→ Selection
* START *

But I really think that people who live in this area also have a tremendous sense of curiosity. But you have to take them on a journey. So share with them an evening that makes sense to them. We did a program that involves Brahms' symphony. Actually we have a whole concert of Brahms' coming up, but i paired that with beatboxing and it's something about the beatboxing that opens up very similar to the Brahms opening. So when you listen to them together and last season, we really wanted to connect with the Jewish community so we actually had a piece that had 10 shofars. Shofars are a very traditional instrument often used for high holidays in the Jewish community, and that piece also had a bagpipe, a hyper-accordion, a comanche - a very traditional instrument - and a classical clarinet. So for me, it's really about a journey and how we engage with the community.
"I really think that people who live in this area also have a tremendous sense of curiosity. But you have to take them on a journey. So share with them an evening that makes sense to them."

* END *

→ Stated problem
Reproduce the passage on concert programming from "But I really" up to and including "with the community.", word for word.

→ Data excerpts
* START *

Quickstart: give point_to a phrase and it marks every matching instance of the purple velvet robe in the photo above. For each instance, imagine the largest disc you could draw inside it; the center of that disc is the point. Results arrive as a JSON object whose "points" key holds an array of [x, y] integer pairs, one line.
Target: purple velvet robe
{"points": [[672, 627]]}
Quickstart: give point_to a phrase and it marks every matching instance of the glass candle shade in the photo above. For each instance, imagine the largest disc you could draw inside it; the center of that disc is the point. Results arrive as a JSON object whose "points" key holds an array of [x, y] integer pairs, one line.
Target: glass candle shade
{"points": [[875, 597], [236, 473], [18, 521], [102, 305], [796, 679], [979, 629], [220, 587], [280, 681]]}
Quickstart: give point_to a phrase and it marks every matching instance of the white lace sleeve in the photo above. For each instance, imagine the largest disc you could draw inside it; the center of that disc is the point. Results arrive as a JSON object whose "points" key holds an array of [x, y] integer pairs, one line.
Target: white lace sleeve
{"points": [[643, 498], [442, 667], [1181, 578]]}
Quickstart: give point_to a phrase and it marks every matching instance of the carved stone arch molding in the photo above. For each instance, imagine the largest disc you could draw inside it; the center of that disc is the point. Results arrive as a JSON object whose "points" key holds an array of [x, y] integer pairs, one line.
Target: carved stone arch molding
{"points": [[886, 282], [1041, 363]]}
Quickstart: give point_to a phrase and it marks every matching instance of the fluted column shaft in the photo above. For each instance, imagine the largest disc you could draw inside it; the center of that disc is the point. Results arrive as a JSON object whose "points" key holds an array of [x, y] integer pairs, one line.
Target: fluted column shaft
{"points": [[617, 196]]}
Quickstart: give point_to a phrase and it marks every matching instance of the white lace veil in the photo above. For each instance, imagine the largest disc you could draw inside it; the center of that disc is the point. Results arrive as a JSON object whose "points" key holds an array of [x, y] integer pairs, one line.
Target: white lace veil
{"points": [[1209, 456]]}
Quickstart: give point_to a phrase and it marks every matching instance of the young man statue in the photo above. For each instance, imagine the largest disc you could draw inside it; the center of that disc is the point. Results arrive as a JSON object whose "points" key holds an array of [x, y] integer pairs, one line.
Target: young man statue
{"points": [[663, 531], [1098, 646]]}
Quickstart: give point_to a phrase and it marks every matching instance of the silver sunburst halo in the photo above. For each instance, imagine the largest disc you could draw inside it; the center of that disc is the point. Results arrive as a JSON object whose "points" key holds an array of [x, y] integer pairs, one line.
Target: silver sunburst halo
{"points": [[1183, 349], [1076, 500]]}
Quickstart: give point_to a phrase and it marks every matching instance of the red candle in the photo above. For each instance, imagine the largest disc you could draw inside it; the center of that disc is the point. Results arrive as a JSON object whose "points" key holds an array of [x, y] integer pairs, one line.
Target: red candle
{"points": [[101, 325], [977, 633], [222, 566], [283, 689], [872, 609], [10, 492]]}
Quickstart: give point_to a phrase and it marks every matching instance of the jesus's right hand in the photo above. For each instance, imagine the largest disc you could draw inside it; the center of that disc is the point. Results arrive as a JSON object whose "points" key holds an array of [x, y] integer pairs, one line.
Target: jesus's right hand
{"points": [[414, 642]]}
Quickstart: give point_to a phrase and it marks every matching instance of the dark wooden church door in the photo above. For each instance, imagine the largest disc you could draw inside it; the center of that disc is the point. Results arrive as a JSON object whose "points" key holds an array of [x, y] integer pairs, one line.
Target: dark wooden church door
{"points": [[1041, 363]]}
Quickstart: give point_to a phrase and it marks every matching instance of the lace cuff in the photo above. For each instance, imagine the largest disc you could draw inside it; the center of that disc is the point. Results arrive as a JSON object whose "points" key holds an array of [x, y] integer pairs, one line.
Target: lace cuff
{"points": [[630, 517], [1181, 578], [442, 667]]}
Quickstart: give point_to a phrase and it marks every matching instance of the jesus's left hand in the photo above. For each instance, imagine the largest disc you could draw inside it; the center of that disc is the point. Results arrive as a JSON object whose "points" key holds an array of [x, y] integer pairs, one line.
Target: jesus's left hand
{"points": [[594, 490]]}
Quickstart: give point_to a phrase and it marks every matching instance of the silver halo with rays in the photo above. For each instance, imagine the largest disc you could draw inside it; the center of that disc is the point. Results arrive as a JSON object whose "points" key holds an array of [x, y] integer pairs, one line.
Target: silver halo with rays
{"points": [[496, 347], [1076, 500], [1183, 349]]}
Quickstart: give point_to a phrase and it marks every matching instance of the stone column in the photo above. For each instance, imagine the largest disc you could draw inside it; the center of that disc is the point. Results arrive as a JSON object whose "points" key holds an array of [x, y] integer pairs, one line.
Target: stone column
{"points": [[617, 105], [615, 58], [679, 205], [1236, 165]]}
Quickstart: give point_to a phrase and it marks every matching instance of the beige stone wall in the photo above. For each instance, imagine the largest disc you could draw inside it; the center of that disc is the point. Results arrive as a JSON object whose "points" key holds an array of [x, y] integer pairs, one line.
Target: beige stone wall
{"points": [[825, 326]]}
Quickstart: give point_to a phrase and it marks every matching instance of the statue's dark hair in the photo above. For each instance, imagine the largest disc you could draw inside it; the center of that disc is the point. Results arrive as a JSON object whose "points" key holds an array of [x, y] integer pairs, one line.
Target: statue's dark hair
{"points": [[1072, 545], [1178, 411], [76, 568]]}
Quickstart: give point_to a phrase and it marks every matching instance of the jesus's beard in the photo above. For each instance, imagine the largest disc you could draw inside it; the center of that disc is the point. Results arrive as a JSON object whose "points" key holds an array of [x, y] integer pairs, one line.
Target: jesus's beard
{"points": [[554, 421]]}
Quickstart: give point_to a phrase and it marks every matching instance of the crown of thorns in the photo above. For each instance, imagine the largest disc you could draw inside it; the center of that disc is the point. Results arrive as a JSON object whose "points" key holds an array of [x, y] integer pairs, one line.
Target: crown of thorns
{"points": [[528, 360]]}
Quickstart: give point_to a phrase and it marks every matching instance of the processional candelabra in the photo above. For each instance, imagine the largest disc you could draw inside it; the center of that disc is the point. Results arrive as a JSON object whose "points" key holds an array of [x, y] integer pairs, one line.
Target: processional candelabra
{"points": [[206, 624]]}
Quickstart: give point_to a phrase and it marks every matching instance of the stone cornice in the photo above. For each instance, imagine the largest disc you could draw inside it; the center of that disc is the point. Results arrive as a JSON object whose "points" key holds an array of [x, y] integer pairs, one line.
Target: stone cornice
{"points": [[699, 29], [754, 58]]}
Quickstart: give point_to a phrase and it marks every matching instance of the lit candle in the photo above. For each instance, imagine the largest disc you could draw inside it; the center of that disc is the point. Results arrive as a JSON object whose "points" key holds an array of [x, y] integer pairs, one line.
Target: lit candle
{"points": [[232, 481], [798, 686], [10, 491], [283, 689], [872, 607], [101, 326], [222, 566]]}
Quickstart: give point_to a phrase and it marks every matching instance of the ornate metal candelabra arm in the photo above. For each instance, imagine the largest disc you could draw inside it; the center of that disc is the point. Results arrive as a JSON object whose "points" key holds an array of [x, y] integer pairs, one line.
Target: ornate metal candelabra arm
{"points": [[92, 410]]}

* END *

→ Exercise answer
But I really think that people who live in this area also have a tremendous sense of curiosity. But you have to take them on a journey. So share with them an evening that makes sense to them. We did a program that involves Brahms' symphony. Actually we have a whole concert of Brahms' coming up, but i paired that with beatboxing and it's something about the beatboxing that opens up very similar to the Brahms opening. So when you listen to them together and last season, we really wanted to connect with the Jewish community so we actually had a piece that had 10 shofars. Shofars are a very traditional instrument often used for high holidays in the Jewish community, and that piece also had a bagpipe, a hyper-accordion, a comanche - a very traditional instrument - and a classical clarinet. So for me, it's really about a journey and how we engage with the community.